▶ [Texte fourni]
______
Quand les taux d'intérêt japonais s'éveilleront, la finance mondiale tremblera-t-elle ? Les marchés obligataires ont dégringolé en 2022 en raison du resserrement des politiques monétaires lié à l'envolée de l'inflation et les décisions futures de la Banque du Japon (BoJ), qui n'a pas encore rejoint ce mouvement, pourraient bien leur causer des torts supplémentaires. « C'est l'un des éléments d'attention des marchés financiers », nous confie Amaury d'Orsay, responsable global des marchés obligataires chez Amundi, l'un des plus gros gestionnaires d'actifs d'Europe. La crainte est que, face à une potentielle appréciation des rendements domestiques sans risque, les investisseurs japonais soient amenés à reconsidérer leur allocation d'actifs en défaveur de l'étranger. Or, ils sont un acteur majeur du financement de l'économie mondiale.
Une normalisation monétaire en marche
La BoJ mène, depuis de longues années, une politique de contrôle de la courbe des taux d'intérêt (Yield Curve Control). Impulsée par l'ancien gouverneur Haruhiko Kuroda, dans le cadre de la « stratégie des trois flèches » de l'ex-Premier ministre Shinzo Abe, elle a, notamment, consisté à placer le taux d'intérêt directeur à - 0,1 % et fixer à 0 % le taux d'intérêt à dix ans des obligations de l'État japonais (une mesure drastique visant à raviver une économie aux prises avec la déflation). Si ce dernier s'écartait de la cible, elle achetait des tombereaux de titres pour qu'il rentre dans le rang (son bilan contient la moitié des obligations d'État japonaises en circulation). Du fait de l'amélioration des perspectives d'inflation, la BoJ est partiellement revenue sur cette politique et a récemment instauré « un seuil de référence » à 1 % pour le taux à dix ans : elle n'intervient pas forcément lorsqu'il le dépasse, a annoncé son gouverneur, Kazuo Ueda. Il s'affiche aujourd'hui à 0,8 %.
La crainte est que les investisseurs japonais reconsidèrent leur allocation d'actifs en défaveur de l'étranger.
Des placements colossaux
En parallèle, le Japon est l'un des plus importants détenteurs d'investissements de portefeuille à l'étranger (4 250,3 milliards de dollars fin juin 2023, presque également répartis entre titres à revenu fixe et actions). Ces investissements atteignent même 10 327,3 milliards de dollars si l'on inclut l'ensemble des actifs que l'Archipel possède à l'étranger.
______
▶ [Consignes]
A. Renvoyez sans modification le passage du texte fourni qui commence aux mots « Des placements colossaux » et s'arrête après les mots « possède à l'étranger. ».
B. D'après le texte fourni, les affirmations suivantes sont-elles exactes ? Répondez par oui ou par non et citez les mots du texte qui le montrent. (i) La politique de la BoJ a consisté à fixer à 0 % le taux d'intérêt à dix ans des obligations de l'État japonais. (ii) Amaury d'Orsay travaille à la Banque du Japon. (iii) Fin juin 2023, les investissements de portefeuille du Japon à l'étranger s'élevaient à 4 250,3 milliards de dollars.
C. Selon le texte fourni, quelle part des obligations d'État japonaises en circulation le bilan de la BoJ contient-il ?
______
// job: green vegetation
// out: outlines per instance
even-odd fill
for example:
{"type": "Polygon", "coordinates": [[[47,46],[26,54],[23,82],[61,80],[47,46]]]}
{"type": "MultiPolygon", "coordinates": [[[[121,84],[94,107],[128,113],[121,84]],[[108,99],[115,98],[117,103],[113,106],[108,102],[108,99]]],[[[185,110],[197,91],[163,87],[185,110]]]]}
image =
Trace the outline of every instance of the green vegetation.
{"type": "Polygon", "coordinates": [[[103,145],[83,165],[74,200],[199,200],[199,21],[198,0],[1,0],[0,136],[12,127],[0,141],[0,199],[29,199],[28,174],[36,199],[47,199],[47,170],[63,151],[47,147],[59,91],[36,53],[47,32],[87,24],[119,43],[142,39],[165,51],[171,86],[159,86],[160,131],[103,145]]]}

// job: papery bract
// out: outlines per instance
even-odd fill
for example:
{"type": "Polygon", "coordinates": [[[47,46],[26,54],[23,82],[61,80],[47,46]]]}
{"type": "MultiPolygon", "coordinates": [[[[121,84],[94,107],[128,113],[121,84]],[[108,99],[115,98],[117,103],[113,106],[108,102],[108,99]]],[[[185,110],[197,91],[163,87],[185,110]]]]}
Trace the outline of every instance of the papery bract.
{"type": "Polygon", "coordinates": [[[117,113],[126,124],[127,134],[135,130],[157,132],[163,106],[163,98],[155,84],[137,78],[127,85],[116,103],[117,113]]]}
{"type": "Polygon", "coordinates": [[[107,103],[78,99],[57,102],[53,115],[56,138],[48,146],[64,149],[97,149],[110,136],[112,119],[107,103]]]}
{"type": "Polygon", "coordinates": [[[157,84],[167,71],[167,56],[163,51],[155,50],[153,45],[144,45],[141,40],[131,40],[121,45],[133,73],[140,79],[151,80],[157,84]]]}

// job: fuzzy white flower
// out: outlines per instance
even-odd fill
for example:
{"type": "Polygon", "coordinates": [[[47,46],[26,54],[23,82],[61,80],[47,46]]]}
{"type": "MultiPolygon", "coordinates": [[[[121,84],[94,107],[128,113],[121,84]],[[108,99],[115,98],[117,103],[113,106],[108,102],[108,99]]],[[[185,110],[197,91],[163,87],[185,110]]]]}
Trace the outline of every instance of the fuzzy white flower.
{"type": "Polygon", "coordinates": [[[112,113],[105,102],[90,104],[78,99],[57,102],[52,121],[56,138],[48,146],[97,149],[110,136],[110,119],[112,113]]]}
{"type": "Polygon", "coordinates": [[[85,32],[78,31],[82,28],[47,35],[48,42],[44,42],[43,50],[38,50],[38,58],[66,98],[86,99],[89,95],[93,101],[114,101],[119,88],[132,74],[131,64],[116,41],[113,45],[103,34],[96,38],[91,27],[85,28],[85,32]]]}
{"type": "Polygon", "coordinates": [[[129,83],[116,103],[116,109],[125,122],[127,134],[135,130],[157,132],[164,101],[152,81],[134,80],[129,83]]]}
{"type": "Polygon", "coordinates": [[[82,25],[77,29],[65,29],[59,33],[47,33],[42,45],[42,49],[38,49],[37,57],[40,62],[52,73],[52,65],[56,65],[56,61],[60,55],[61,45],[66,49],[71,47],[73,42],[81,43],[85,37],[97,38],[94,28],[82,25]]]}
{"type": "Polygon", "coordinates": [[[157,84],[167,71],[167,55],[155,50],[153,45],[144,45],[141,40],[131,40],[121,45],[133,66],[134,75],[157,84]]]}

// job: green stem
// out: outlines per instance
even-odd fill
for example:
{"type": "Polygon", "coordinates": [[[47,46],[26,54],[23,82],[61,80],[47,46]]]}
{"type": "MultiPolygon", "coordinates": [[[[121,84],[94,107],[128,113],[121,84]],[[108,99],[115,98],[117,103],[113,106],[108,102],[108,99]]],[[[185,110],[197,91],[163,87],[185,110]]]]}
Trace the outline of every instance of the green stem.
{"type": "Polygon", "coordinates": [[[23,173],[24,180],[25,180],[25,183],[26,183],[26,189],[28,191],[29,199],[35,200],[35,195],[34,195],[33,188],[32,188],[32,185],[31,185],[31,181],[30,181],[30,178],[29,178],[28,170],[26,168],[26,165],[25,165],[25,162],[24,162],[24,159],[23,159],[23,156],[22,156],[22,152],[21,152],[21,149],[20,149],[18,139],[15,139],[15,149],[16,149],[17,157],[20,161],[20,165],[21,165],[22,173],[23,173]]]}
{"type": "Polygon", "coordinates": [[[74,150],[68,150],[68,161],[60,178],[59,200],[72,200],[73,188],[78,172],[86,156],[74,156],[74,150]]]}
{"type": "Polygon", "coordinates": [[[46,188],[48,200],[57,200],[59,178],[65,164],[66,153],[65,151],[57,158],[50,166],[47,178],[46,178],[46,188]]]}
______
▶ [Corrigé]
A.
Des placements colossaux
En parallèle, le Japon est l'un des plus importants détenteurs d'investissements de portefeuille à l'étranger (4 250,3 milliards de dollars fin juin 2023, presque également répartis entre titres à revenu fixe et actions). Ces investissements atteignent même 10 327,3 milliards de dollars si l'on inclut l'ensemble des actifs que l'Archipel possède à l'étranger.

B.
(i) Oui : « fixer à 0 % le taux d'intérêt à dix ans des obligations de l'État japonais ».
(ii) Non : « responsable global des marchés obligataires chez Amundi ».
(iii) Oui : « 4 250,3 milliards de dollars fin juin 2023 ».

C. Le bilan de la BoJ contient la moitié des obligations d'État japonaises en circulation.